#### RECORD EXTRACTS

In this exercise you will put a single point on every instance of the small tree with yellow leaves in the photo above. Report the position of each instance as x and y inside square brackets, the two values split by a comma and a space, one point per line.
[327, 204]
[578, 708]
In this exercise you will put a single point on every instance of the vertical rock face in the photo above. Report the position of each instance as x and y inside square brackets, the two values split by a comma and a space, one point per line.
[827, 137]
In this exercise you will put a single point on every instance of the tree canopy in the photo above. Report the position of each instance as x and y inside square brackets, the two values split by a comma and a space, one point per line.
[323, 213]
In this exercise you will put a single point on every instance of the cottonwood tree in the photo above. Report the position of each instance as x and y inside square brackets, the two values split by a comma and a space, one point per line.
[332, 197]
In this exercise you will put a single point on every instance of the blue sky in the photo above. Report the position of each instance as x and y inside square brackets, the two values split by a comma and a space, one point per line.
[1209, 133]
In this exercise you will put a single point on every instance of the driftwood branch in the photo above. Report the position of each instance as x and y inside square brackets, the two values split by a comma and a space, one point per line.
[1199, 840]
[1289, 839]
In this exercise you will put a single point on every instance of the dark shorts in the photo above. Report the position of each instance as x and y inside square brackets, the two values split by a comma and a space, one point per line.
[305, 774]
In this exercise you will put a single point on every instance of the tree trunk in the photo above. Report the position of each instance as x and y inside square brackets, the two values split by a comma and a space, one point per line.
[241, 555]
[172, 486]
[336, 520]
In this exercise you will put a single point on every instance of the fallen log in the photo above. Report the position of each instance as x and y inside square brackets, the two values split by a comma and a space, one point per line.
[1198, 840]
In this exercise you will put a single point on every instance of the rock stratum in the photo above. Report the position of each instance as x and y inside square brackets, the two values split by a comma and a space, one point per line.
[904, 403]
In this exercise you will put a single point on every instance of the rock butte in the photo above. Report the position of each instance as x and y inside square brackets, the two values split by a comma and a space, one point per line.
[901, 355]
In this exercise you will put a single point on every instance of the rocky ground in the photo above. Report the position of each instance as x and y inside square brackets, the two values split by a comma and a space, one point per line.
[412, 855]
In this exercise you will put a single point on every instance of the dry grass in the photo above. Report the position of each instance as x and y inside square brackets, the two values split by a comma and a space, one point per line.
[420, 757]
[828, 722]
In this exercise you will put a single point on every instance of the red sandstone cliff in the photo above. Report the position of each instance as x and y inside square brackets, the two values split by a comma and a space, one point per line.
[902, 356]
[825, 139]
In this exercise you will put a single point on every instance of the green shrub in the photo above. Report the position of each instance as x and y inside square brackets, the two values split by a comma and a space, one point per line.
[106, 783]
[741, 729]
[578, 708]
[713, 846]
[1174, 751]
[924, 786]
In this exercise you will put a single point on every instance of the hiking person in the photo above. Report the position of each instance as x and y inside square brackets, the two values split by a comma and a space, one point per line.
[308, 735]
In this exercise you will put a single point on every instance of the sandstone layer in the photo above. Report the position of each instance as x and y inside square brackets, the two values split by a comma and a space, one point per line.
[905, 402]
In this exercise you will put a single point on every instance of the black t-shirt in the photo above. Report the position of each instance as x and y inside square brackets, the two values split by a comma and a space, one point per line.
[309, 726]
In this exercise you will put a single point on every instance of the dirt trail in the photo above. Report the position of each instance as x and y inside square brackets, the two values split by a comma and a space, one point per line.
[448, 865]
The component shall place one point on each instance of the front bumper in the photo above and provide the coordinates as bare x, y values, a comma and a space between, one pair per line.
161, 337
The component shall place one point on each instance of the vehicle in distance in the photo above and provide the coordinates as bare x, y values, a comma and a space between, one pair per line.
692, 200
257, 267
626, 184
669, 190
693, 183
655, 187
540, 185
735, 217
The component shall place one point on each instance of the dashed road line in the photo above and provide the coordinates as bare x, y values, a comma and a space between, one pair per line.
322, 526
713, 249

########

- ACTIVITY:
Retype the listing above without a single difference.

- ANSWER SECTION:
In this exercise you will put a single point on every instance of the small tree with yellow leaves in the photo above. Report the position of each instance as x and y inside square brackets, the two values split by a comma and a space, one point per line.
[327, 204]
[578, 708]
In this exercise you will put a single point on every instance of the vertical rock face in the photo above. Report the position of each instance as x and y inside square brackets, the two values split by a comma and a space, one point per line.
[827, 137]
In this exercise you will put a single point on every instance of the tree canopy in the photo above. Report the position of each instance as x and y inside square brackets, the two values split by a comma and a space, one point per line.
[323, 213]
In this exercise you will put a single point on every instance of the cottonwood tree in the photo above. Report the position of each instance as x and y inside square brackets, the two values split by a comma and a space, one point per line.
[332, 197]
In this exercise you will put a single point on every instance of the blue sky in the photo above. Report the position of each instance as x and y inside square brackets, the two values split by a comma and a space, one point per line.
[1209, 133]
In this exercise you will put a single point on every instance of the driftwood branch in the photo above. Report the position of each instance as x and y inside square brackets, the two values split by a comma and a space, one point per line.
[1199, 840]
[1289, 839]
In this exercise you will put a single point on every instance of the dark shorts in the photo above. Report the position of each instance as x and y inside square brackets, the two values split by a comma and a space, one point per line.
[305, 774]
In this exercise you will put a single point on every instance of the tree trunk in the photo above. Report the position of each instance as x and y inside square brackets, the two values split by a comma and a space, one point per line.
[241, 555]
[172, 486]
[336, 520]
In this exercise you will put a single point on every instance of the fallen log in the photo above. Report the position of each instance as x and y inside square brackets, the two values split by a comma and a space, one point per line.
[1198, 840]
In this exercise you will put a single point on every instance of the rock stratum in the photo above. Report the position of each instance as x and y inside square brackets, the two values split by a comma and a space, one point per line.
[904, 403]
In this exercise you will put a single point on every instance of the rock butte in the photo above. Report the position of each instance as x and y inside square brackets, the two values split by a comma and a space, one point per line.
[901, 355]
In this exercise you will put a single point on every instance of the rocky ground in the photo above. Report the position of each instance as x and y inside square brackets, the two values split by a comma and a space, one point per line.
[412, 855]
In this exercise you will put a single point on every instance of the dry grass in the photo above. Report the position of each instance as x and y inside square brackets, the two values split by a comma and a space, one point per line.
[420, 757]
[828, 722]
In this exercise you will put a single point on every instance of the red sandstone cliff in the photo above. Report the position of each instance as x and y inside square brackets, the two values split by a comma and a space, one point per line.
[902, 356]
[825, 139]
In this exercise you will put a single point on every instance of the green shrub in the photo above. Report the position of each instance as x and y inside square brackets, the two values split by a comma and a space, one point per line.
[106, 783]
[741, 729]
[578, 708]
[713, 846]
[1174, 751]
[924, 786]
In this exercise you will put a single point on every instance of the hiking person in the photo above. Report the position of each instance as x and y inside square brackets, the two values split by a comma and a space, one point per line.
[308, 735]
In this exercise you will put a single point on every instance of the sandstone layer in the photo above. Report the position of each instance as x and y inside square brackets, the two values split by a comma and a space, one point per line.
[905, 402]
In this exercise you will put a single point on every instance of the black t-shirt in the photo above. Report the position of each instance as x and y inside square brackets, the two values split by a comma and a space, one point per line.
[309, 726]
In this exercise you will put a single point on every instance of the dirt trail in the photo above. Report the position of each instance as x and y inside square brackets, the two values split by a comma and a space, one point per line.
[448, 865]
The component shall place one point on each instance of the front bumper in the photo above and provide the coordinates as bare x, y values, a comma and a space between, one pair per line.
161, 337
The component shall place one point on each instance of the vehicle in distance in the photo above and provide the coordinates as bare x, y values, a comma and a space between, one pair per line.
692, 200
257, 267
626, 184
669, 190
693, 183
655, 187
540, 185
735, 217
The component shall place one point on each instance of the dashed road line in the photo above and provide the coordinates as bare x, y values, a comma and a space between, one pair per line.
322, 526
713, 249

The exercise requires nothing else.